++++ Provided information ++++
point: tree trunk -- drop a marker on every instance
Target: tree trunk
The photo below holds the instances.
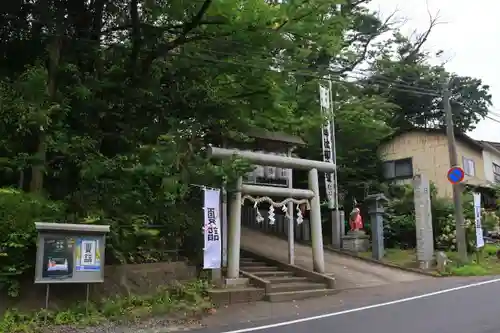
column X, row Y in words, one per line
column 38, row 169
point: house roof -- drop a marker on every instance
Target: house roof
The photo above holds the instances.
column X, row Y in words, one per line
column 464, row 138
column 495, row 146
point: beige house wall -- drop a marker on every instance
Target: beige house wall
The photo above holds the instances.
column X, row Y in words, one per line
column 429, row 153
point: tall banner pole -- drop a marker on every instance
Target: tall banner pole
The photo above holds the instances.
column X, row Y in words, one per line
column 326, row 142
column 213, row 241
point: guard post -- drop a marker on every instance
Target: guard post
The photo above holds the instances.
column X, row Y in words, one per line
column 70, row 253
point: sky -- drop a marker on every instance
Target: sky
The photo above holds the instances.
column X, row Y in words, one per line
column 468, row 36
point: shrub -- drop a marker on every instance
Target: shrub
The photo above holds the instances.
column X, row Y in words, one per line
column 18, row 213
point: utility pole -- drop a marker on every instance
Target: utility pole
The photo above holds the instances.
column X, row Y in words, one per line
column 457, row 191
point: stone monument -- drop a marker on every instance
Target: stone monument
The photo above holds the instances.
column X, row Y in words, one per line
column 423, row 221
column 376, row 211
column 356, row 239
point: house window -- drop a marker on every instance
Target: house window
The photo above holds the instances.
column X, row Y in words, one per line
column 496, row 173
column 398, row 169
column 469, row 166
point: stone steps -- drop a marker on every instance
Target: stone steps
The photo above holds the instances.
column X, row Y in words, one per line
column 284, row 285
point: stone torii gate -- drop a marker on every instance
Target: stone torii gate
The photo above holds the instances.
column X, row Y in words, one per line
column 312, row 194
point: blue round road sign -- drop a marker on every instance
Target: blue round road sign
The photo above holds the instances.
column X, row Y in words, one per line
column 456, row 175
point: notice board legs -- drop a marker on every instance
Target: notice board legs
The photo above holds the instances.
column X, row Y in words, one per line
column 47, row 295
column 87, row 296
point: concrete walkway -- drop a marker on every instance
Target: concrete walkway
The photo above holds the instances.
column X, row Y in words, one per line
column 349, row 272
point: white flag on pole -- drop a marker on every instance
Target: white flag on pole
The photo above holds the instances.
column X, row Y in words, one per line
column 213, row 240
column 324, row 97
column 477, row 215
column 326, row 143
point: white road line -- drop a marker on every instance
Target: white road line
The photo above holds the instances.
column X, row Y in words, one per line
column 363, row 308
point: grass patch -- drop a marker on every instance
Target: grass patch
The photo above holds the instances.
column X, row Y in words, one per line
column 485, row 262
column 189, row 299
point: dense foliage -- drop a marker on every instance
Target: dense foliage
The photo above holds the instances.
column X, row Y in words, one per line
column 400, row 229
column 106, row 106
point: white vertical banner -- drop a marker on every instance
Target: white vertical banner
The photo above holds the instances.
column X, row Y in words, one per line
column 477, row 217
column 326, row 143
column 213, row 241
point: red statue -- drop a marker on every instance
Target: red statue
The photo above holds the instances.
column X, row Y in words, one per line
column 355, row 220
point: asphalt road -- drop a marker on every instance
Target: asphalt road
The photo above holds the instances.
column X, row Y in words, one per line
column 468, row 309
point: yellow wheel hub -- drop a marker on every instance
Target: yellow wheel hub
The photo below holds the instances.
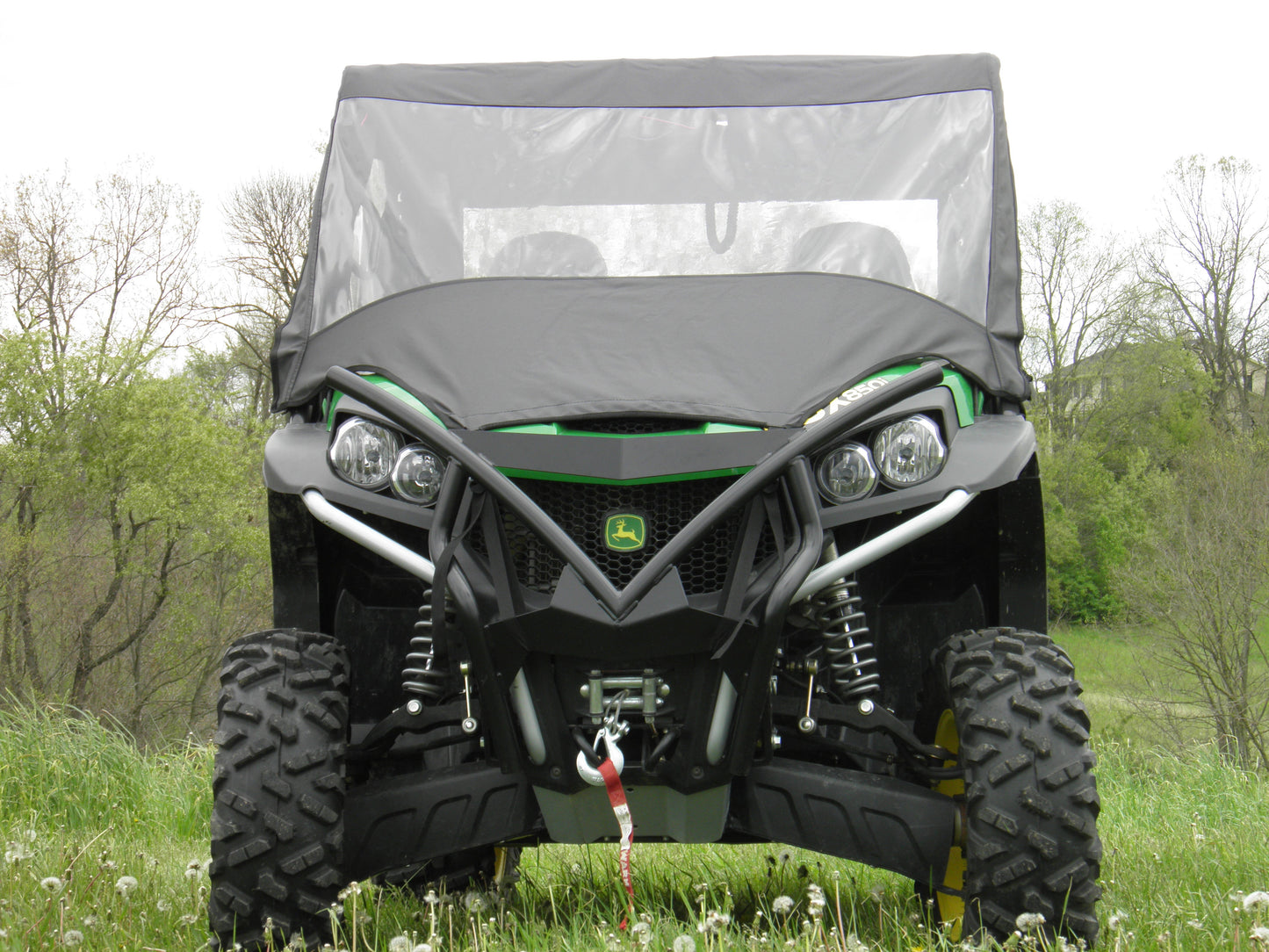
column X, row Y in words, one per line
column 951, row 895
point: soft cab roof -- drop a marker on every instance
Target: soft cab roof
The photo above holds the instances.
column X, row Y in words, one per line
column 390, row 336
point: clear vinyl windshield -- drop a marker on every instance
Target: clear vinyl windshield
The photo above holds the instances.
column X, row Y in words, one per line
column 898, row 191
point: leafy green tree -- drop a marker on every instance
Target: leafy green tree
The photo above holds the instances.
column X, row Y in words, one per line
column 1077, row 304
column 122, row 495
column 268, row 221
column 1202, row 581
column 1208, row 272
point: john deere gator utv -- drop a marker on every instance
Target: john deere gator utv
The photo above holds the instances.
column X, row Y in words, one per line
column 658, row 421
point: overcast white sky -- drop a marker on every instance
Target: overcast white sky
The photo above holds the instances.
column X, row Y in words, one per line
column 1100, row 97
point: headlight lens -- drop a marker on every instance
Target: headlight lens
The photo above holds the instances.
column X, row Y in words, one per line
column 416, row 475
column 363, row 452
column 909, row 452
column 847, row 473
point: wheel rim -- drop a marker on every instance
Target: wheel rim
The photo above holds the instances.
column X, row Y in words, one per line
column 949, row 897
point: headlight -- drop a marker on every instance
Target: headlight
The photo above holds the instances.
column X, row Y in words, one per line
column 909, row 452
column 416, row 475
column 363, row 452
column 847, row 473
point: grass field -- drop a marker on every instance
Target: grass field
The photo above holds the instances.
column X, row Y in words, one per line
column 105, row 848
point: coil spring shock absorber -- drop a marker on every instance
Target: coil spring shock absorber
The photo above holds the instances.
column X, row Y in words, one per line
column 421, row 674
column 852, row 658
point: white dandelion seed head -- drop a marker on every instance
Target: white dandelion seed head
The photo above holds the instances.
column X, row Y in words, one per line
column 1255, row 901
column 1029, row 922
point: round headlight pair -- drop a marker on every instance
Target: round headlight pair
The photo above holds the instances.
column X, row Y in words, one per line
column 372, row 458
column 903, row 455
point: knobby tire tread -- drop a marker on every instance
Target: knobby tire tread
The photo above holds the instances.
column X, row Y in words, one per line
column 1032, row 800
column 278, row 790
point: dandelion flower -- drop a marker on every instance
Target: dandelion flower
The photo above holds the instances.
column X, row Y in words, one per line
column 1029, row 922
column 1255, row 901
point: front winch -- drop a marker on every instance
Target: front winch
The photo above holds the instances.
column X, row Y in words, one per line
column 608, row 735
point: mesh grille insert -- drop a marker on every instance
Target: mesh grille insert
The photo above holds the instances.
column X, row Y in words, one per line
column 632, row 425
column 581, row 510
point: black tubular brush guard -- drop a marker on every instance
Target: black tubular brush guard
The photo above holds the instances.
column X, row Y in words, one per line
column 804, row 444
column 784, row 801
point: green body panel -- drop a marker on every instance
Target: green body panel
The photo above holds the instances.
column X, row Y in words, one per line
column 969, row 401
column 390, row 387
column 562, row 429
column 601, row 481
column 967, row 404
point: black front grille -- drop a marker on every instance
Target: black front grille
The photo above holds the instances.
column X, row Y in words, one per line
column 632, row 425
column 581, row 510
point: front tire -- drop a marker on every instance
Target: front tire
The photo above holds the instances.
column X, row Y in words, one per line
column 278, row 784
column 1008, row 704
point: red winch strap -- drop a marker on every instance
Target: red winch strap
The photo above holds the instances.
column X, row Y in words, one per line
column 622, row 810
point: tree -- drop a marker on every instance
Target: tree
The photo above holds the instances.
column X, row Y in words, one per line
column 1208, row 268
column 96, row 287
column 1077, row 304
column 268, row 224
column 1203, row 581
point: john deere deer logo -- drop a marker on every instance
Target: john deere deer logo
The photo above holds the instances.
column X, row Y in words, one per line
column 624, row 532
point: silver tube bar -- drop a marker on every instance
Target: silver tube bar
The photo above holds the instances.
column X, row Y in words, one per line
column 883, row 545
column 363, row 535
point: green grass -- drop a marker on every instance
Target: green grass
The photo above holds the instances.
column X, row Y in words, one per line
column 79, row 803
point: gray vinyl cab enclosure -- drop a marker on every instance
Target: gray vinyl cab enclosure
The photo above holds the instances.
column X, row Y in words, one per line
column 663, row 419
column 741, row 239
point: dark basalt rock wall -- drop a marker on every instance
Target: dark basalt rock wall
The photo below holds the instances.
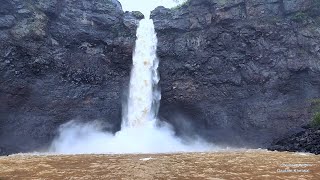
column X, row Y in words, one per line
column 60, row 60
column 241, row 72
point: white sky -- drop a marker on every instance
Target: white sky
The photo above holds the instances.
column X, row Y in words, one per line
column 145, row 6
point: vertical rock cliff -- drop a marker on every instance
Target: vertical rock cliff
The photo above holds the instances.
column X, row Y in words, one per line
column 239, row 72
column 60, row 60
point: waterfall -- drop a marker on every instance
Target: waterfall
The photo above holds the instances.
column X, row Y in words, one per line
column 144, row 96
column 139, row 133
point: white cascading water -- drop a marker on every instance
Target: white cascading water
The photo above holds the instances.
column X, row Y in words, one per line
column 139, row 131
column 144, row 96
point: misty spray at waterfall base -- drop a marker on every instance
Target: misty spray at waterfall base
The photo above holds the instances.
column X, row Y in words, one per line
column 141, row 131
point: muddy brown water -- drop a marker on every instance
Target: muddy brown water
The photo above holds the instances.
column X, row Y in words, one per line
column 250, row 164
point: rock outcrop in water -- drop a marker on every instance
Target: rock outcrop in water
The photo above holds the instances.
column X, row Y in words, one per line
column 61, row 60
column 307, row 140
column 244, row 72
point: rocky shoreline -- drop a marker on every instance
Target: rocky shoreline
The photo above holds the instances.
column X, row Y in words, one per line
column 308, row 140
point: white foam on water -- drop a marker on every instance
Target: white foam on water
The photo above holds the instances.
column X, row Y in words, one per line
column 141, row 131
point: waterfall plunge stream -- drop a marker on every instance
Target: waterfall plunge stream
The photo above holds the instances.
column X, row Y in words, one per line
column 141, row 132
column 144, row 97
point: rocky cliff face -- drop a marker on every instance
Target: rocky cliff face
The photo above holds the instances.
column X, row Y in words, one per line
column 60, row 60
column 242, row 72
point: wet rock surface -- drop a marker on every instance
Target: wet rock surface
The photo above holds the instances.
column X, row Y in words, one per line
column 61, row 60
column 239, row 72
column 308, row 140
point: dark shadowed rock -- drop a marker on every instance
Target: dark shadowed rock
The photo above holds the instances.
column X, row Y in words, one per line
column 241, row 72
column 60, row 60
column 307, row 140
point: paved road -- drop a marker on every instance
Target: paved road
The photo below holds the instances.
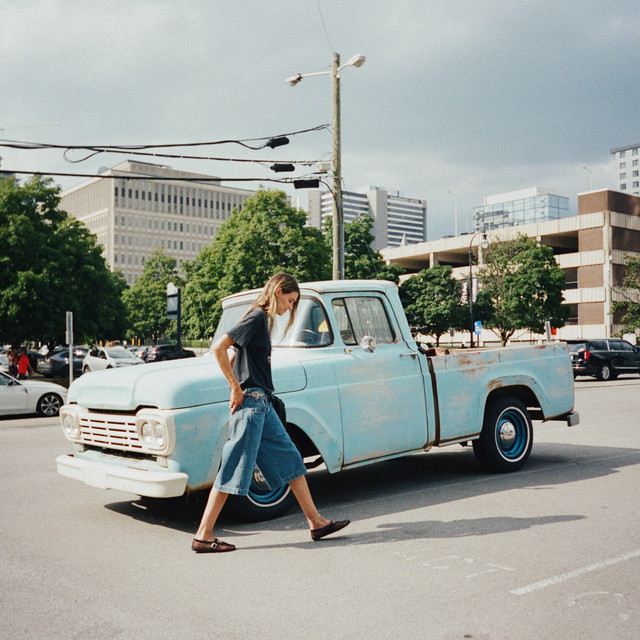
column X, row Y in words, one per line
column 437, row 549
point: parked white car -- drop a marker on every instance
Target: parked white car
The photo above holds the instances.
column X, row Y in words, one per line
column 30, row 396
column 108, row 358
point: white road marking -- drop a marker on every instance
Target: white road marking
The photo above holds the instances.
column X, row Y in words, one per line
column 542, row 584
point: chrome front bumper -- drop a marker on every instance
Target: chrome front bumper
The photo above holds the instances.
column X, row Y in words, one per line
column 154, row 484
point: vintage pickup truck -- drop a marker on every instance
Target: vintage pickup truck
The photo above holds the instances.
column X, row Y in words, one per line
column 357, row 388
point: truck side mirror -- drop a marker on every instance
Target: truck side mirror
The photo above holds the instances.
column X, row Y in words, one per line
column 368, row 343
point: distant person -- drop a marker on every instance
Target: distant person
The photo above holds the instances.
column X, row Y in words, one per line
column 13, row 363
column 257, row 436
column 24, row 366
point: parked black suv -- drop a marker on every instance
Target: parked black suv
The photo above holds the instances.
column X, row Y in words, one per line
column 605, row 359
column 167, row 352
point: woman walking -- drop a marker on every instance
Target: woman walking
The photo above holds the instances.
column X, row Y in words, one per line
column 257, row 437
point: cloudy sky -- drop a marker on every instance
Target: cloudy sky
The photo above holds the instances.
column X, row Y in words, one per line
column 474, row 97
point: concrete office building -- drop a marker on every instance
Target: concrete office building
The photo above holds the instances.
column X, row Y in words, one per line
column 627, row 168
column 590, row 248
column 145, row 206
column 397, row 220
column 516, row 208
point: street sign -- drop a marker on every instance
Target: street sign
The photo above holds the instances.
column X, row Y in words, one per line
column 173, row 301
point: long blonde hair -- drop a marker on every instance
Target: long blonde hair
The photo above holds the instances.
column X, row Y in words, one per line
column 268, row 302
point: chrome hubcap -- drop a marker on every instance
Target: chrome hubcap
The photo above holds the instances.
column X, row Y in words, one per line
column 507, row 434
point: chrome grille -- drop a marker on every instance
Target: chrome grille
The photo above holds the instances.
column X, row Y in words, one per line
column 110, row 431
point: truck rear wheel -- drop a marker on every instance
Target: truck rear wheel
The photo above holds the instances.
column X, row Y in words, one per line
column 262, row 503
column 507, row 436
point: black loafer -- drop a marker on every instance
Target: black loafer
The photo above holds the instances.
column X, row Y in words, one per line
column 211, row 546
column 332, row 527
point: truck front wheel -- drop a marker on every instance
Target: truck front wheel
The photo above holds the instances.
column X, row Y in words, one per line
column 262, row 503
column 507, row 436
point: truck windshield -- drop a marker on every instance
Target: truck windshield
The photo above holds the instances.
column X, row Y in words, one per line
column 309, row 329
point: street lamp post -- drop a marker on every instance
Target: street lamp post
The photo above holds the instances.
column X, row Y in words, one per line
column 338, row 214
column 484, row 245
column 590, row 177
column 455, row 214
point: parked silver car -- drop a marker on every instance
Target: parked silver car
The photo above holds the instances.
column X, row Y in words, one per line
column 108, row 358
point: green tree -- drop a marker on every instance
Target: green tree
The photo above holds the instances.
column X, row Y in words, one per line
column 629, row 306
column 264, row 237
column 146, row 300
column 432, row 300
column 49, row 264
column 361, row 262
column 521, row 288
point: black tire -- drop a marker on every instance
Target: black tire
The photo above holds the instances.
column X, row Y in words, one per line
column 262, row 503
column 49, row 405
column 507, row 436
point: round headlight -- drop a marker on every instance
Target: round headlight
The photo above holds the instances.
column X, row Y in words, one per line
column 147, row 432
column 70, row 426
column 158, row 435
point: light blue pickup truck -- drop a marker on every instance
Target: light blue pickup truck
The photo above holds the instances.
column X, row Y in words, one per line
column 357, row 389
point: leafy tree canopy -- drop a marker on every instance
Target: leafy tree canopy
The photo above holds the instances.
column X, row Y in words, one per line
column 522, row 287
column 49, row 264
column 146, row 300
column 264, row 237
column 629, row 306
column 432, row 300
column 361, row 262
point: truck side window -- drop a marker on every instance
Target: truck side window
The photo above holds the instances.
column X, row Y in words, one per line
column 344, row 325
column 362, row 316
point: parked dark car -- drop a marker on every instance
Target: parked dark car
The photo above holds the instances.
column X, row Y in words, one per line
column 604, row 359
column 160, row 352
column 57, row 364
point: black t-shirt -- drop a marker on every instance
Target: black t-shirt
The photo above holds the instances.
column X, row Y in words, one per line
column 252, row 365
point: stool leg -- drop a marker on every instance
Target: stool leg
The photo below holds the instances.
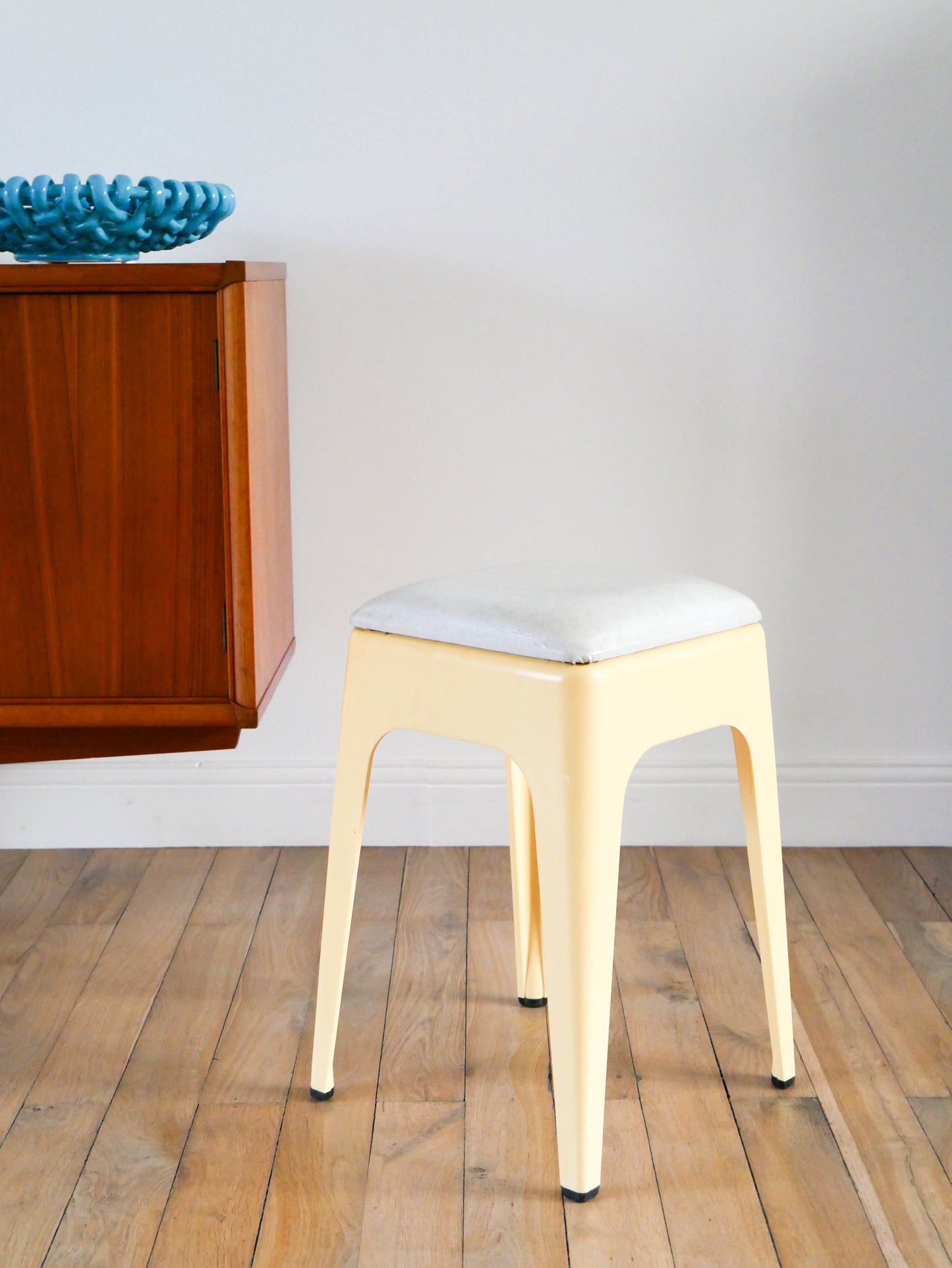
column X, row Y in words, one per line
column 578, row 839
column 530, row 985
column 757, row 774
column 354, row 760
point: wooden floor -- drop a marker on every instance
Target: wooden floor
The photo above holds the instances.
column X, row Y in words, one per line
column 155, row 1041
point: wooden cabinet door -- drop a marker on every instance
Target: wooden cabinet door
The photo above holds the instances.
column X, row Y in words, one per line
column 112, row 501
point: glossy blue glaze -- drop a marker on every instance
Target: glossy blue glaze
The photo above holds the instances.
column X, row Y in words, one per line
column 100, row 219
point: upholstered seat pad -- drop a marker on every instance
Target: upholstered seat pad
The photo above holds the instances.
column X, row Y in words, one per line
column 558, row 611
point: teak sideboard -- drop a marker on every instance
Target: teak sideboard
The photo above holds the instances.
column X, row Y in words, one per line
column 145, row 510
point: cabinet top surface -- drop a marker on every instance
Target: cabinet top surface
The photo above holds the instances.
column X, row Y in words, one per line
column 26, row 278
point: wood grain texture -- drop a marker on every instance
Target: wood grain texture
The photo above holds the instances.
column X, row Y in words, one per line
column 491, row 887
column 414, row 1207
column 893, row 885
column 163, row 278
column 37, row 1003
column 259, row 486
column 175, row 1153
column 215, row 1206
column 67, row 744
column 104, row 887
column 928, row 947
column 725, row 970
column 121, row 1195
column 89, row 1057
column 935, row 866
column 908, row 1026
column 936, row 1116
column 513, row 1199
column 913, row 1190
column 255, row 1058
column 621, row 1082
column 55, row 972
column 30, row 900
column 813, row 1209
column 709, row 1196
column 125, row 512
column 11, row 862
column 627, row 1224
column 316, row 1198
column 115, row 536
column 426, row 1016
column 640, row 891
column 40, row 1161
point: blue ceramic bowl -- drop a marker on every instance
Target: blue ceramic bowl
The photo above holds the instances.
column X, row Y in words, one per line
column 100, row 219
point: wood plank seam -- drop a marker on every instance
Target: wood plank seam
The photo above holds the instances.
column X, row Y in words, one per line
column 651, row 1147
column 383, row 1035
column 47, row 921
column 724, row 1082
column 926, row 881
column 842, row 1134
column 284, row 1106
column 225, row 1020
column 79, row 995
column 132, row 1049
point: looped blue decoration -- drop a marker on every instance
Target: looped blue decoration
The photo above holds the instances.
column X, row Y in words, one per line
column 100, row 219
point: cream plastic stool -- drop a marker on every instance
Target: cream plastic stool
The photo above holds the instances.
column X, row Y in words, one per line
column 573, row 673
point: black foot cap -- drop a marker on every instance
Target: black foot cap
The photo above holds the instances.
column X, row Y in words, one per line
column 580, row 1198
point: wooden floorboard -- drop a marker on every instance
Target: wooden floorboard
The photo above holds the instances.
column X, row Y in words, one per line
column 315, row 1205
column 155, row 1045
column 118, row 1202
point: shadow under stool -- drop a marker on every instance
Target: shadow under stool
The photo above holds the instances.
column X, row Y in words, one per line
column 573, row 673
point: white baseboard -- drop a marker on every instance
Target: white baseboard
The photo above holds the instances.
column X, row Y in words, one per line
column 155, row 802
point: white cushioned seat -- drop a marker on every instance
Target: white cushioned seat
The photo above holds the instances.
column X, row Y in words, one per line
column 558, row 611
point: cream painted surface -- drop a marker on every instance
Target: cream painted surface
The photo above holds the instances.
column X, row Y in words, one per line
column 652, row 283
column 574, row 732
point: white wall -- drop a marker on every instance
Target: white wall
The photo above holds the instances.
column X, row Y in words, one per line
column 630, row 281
++++
Set task:
Reproduce word for word the lines of the entries above, starting with the line that contains "point: house roof" and continuing through the line that contains "column 495, row 146", with both of those lines included.

Full answer:
point: house roof -- drop a marker on every instance
Target: house roof
The photo above holds the instances.
column X, row Y in words, one per line
column 464, row 138
column 495, row 146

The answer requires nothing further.